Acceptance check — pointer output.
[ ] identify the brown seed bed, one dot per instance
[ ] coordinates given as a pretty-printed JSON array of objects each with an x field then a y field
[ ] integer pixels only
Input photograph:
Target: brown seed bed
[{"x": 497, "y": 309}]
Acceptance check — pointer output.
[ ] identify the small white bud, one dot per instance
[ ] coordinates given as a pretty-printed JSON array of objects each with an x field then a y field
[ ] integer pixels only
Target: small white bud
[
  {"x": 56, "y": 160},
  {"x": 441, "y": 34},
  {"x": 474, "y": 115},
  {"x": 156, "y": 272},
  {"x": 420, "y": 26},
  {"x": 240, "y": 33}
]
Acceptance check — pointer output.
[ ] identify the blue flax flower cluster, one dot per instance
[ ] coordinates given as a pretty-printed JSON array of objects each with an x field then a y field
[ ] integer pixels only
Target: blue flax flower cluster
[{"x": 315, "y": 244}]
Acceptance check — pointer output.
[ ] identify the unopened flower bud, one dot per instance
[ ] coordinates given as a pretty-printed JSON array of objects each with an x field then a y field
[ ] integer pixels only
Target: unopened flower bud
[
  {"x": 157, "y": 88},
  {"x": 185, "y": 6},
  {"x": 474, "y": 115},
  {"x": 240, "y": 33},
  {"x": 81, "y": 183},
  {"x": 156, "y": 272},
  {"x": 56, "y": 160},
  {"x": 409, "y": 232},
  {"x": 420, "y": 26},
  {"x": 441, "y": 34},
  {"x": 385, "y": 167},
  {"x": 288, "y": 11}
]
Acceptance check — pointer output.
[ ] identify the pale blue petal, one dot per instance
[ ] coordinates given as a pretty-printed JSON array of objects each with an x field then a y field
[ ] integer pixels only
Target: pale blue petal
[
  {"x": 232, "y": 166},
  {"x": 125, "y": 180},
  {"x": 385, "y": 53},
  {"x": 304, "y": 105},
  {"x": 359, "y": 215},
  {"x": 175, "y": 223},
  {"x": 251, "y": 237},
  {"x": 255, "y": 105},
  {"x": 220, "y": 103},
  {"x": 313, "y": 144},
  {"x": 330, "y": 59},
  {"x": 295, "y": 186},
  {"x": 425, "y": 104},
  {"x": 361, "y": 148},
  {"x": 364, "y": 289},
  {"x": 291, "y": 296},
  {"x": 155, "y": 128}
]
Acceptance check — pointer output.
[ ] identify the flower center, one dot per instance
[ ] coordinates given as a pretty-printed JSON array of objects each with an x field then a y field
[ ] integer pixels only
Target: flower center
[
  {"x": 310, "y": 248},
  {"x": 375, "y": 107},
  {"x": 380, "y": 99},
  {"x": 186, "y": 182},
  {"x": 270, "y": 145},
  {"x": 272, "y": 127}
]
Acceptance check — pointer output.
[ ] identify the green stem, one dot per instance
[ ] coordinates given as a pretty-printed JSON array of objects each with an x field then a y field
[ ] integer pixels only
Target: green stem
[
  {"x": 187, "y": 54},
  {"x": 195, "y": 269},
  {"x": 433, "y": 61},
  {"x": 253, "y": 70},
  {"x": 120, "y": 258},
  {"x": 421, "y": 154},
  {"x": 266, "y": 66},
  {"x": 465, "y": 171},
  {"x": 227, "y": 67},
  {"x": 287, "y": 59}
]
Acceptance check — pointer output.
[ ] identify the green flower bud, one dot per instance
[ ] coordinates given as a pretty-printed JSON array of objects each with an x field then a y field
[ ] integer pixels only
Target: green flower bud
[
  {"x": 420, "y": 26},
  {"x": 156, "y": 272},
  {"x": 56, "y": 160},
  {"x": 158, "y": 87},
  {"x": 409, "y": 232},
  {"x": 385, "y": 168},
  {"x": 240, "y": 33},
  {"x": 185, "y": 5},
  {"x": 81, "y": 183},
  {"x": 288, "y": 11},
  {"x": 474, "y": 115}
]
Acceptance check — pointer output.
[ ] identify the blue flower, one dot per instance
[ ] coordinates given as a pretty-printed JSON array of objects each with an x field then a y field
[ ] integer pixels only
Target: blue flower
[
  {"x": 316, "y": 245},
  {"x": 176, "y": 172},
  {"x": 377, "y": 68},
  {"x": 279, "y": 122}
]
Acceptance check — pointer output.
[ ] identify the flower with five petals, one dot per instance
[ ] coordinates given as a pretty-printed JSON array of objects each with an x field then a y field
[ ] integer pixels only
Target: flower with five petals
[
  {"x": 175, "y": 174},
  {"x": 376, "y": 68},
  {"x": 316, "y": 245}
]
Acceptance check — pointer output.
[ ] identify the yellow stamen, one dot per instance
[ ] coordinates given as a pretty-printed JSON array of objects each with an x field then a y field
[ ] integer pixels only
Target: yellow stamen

################

Quote all the records exactly, please, leaving none out.

## Correct result
Acceptance check — pointer output.
[ ] identify the brown seed bed, one dot per instance
[ ] coordinates given as a pretty-printed JSON array of objects each with an x field then a y field
[ ] integer pixels only
Input photograph:
Target: brown seed bed
[{"x": 497, "y": 309}]
Acceptance check — pointer output.
[ ] identify the small white bud, one dot per instance
[ ] coordinates given as a pretty-printed JSON array of objects each with an x field then a y field
[ ] integer pixels only
Target: small white bud
[
  {"x": 56, "y": 160},
  {"x": 441, "y": 34},
  {"x": 474, "y": 115},
  {"x": 156, "y": 272},
  {"x": 420, "y": 26},
  {"x": 240, "y": 33}
]
Acceptance check — pointer output.
[ ] identify the blue flax flower cluster, one dot per instance
[ ] coordinates given as a pretty-printed JSON array of objects each with an x field then a y field
[ ] integer pixels only
Target: blue flax flower cluster
[{"x": 315, "y": 244}]
Acceptance check — pointer output.
[ ] identify the unopened flower bud, one dot per instance
[ ] coordinates given as a pretty-printed JSON array of objects each with an x field then a y field
[ ] integer pixels only
Target: unopened flower bud
[
  {"x": 157, "y": 88},
  {"x": 185, "y": 6},
  {"x": 474, "y": 115},
  {"x": 240, "y": 33},
  {"x": 81, "y": 183},
  {"x": 156, "y": 272},
  {"x": 56, "y": 160},
  {"x": 409, "y": 232},
  {"x": 420, "y": 26},
  {"x": 441, "y": 34},
  {"x": 385, "y": 167},
  {"x": 288, "y": 11}
]
Acceptance check — pointer output.
[ ] identify the pale blue petal, one dot per instance
[ ] coordinates given as a pretty-printed JSON array of objects each with an x field then a y field
[ ] integer pixels only
Target: pale blue petal
[
  {"x": 232, "y": 166},
  {"x": 125, "y": 180},
  {"x": 385, "y": 53},
  {"x": 304, "y": 105},
  {"x": 359, "y": 215},
  {"x": 175, "y": 223},
  {"x": 251, "y": 237},
  {"x": 255, "y": 105},
  {"x": 220, "y": 103},
  {"x": 313, "y": 144},
  {"x": 330, "y": 59},
  {"x": 295, "y": 186},
  {"x": 425, "y": 104},
  {"x": 361, "y": 148},
  {"x": 364, "y": 289},
  {"x": 291, "y": 296},
  {"x": 155, "y": 128}
]
Acceptance check — pointer output.
[ ] identify the flower center, one dot per instance
[ ] coordinates given as a pretty-printed JSON array of objects each with an x field then a y field
[ ] integer pixels only
Target: flower center
[
  {"x": 310, "y": 248},
  {"x": 375, "y": 107},
  {"x": 380, "y": 99},
  {"x": 186, "y": 182},
  {"x": 270, "y": 145},
  {"x": 272, "y": 127}
]
Acceptance check — pointer output.
[ ] identify the green stem, one dot per instance
[ ] coordinates given as a pretty-printed JSON array of objects each with an x field then a y field
[ ] integer pixels only
Target: green stem
[
  {"x": 187, "y": 54},
  {"x": 195, "y": 269},
  {"x": 433, "y": 61},
  {"x": 253, "y": 70},
  {"x": 120, "y": 258},
  {"x": 421, "y": 154},
  {"x": 266, "y": 66},
  {"x": 465, "y": 171},
  {"x": 227, "y": 67},
  {"x": 287, "y": 59}
]
Acceptance check — pointer output.
[ ] identify the green flower bud, one dot per instance
[ ] coordinates given as a pretty-printed JSON array of objects each with an x field then a y field
[ ] integer pixels only
Target: green flower bud
[
  {"x": 420, "y": 26},
  {"x": 156, "y": 272},
  {"x": 56, "y": 160},
  {"x": 158, "y": 87},
  {"x": 409, "y": 232},
  {"x": 385, "y": 168},
  {"x": 240, "y": 33},
  {"x": 185, "y": 5},
  {"x": 81, "y": 183},
  {"x": 288, "y": 11},
  {"x": 474, "y": 115}
]
Acceptance check — pointer output.
[ ] identify the blue flower, one dot per instance
[ ] coordinates given as a pretty-printed JSON array of objects each with an x field then a y field
[ ] integer pixels only
Target: blue flower
[
  {"x": 316, "y": 245},
  {"x": 176, "y": 172},
  {"x": 377, "y": 68},
  {"x": 279, "y": 122}
]
Acceptance check — pointer output.
[ ] identify the flower with five petals, one dot per instance
[ ] coordinates given as a pretty-printed JSON array of objects each with an x field then a y field
[ ] integer pixels only
Target: flower with five petals
[
  {"x": 175, "y": 174},
  {"x": 376, "y": 68},
  {"x": 316, "y": 245}
]
Acceptance check — pointer output.
[ ] identify the yellow stamen, one dot per instance
[ ] coordinates given as a pretty-printed JSON array of objects each with an x field then a y field
[ ] integer pixels only
Target: yellow stamen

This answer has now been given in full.